(Records from a dataset)
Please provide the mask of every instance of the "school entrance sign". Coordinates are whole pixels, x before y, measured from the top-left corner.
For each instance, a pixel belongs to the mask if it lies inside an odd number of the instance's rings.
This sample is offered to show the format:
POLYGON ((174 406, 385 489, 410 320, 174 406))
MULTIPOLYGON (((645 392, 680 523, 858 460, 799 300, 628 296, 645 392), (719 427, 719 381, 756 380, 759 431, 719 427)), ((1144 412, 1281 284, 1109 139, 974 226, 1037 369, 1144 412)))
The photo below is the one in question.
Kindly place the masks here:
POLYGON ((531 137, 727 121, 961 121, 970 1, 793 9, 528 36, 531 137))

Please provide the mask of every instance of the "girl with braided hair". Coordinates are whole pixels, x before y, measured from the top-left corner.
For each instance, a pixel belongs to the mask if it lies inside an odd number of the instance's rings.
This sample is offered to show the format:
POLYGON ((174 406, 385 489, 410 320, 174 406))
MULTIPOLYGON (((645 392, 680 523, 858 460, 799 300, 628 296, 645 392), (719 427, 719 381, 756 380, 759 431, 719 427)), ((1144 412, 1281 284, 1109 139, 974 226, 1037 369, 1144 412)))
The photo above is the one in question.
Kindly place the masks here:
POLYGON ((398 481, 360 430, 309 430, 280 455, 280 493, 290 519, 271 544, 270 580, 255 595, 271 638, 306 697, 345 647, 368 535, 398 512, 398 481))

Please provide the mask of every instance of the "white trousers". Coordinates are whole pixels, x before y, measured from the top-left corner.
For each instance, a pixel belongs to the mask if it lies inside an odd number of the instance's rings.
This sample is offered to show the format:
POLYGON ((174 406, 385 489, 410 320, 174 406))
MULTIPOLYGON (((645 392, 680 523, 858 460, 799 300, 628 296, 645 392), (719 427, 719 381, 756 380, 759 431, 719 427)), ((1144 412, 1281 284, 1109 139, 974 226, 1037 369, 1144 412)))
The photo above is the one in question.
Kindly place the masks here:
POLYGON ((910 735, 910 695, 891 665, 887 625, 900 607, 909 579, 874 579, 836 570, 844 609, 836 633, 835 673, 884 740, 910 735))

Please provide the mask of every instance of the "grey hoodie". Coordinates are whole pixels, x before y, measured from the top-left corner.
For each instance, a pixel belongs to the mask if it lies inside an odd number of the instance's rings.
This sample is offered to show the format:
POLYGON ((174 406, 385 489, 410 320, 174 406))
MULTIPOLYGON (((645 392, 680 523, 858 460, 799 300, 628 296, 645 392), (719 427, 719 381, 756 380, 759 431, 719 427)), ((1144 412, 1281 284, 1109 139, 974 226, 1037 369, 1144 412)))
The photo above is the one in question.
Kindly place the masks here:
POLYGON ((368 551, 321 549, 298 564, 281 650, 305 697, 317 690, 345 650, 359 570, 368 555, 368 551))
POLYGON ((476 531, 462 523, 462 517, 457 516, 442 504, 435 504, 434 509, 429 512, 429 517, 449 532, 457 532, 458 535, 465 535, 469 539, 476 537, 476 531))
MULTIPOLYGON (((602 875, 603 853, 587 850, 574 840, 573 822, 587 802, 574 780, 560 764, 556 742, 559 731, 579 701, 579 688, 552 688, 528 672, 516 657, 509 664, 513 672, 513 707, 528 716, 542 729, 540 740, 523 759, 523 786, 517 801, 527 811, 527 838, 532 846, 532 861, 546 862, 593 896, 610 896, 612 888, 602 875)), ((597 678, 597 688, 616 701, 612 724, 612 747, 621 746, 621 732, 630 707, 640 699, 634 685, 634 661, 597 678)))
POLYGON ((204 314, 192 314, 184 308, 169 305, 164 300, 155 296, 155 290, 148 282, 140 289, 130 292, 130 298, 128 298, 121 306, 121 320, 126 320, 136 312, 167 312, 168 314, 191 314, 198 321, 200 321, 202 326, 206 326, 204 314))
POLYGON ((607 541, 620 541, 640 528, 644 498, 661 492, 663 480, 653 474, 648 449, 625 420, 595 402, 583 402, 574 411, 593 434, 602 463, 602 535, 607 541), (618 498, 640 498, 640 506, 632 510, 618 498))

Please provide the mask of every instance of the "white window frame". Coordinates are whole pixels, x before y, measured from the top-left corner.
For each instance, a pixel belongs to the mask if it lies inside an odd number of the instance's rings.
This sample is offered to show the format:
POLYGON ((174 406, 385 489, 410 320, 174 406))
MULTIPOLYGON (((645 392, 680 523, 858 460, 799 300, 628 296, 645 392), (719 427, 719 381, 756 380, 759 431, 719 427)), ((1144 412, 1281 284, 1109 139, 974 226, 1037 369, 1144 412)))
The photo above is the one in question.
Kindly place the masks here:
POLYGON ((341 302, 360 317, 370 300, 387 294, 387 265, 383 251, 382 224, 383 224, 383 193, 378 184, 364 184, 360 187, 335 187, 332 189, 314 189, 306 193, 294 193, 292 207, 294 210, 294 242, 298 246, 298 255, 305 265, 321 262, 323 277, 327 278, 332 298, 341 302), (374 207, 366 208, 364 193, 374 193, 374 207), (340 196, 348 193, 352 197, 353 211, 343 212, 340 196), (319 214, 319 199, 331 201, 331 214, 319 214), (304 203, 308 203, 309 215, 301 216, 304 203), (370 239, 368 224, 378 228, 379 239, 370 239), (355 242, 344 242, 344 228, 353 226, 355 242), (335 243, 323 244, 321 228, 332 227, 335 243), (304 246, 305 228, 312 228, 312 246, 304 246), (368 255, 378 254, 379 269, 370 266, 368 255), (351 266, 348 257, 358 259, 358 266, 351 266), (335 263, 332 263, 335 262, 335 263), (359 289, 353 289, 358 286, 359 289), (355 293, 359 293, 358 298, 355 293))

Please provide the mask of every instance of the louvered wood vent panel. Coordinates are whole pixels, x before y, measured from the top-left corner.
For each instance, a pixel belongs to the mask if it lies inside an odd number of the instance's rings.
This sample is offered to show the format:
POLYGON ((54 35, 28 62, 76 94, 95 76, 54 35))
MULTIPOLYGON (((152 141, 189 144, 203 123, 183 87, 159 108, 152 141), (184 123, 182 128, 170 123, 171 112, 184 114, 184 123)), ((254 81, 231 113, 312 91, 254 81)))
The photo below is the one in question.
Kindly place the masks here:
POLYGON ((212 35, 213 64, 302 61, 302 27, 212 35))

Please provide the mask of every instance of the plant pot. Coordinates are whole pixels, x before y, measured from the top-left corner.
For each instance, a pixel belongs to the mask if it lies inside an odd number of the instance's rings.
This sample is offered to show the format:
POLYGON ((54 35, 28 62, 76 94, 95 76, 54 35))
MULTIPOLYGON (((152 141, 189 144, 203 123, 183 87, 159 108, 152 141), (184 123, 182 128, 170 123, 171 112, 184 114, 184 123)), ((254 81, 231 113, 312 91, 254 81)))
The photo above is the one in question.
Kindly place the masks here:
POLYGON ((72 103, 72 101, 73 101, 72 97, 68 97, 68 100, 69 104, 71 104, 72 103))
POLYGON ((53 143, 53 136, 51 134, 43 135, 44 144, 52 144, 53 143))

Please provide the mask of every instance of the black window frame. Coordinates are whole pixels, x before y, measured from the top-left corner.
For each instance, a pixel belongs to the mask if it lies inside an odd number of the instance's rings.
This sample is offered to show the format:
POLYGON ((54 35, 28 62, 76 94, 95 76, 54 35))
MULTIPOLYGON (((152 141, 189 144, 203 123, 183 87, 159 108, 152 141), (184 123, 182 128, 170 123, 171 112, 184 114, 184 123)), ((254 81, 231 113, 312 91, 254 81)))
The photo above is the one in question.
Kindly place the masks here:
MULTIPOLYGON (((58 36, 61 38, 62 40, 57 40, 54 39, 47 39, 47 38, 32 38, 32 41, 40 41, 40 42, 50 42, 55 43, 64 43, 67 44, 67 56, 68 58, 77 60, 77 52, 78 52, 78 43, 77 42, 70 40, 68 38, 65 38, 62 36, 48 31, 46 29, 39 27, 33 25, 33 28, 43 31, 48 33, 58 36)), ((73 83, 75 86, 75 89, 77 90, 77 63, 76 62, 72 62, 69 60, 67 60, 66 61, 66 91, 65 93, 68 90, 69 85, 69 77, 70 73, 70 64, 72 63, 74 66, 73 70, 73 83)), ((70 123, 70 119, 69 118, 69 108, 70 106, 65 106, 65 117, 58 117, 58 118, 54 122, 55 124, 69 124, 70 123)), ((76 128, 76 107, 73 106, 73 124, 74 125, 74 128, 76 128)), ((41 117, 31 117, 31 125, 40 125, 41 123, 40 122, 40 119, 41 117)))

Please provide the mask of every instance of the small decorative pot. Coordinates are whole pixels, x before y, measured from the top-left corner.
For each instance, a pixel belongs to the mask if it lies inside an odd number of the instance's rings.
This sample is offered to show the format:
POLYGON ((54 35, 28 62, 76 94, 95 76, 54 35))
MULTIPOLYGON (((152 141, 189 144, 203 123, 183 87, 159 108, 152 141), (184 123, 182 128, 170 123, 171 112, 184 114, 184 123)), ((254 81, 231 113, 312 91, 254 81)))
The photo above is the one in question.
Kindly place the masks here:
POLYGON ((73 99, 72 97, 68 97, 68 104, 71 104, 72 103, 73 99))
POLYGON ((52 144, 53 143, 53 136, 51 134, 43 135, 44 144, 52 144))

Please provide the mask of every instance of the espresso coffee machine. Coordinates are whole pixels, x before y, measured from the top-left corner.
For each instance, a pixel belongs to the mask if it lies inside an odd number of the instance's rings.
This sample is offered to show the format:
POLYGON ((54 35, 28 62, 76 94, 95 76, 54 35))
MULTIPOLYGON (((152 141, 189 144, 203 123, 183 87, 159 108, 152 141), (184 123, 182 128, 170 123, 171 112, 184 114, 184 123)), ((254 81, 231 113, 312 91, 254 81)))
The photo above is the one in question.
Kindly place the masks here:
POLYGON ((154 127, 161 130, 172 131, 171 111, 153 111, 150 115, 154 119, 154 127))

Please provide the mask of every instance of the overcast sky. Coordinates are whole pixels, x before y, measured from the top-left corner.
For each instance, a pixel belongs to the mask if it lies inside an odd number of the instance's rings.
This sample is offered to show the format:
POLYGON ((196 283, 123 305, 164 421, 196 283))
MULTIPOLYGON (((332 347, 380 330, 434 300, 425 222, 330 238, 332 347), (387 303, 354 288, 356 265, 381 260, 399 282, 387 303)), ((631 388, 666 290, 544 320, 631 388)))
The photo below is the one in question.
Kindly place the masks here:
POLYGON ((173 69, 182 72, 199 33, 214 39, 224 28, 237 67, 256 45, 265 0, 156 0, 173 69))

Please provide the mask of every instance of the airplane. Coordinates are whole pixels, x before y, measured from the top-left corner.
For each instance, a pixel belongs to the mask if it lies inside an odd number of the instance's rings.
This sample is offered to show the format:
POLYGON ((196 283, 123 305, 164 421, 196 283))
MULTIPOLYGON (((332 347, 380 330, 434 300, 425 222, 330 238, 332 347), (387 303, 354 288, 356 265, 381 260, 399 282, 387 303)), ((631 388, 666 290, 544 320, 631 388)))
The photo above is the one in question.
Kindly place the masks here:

-- STATED TASK --
Give the lines exactly as they stand, from the line with "Please provide the mask of every instance of the airplane." through the end of the material.

-- FINAL ANSWER --
Please provide the mask of every instance of the airplane. Coordinates are whole pixels, x before y, measured from the top-left corner.
For each instance, a pixel belongs to the mask if it lies inside an odd number of the instance's rings.
This sample is offered to show the format:
POLYGON ((196 283, 123 305, 164 421, 196 283))
MULTIPOLYGON (((332 347, 380 330, 434 300, 425 222, 330 238, 332 347), (387 303, 354 288, 356 265, 381 260, 399 282, 387 303)), ((631 388, 666 290, 544 320, 631 388)))
The photo above is the one in question.
Kindly place the masks here:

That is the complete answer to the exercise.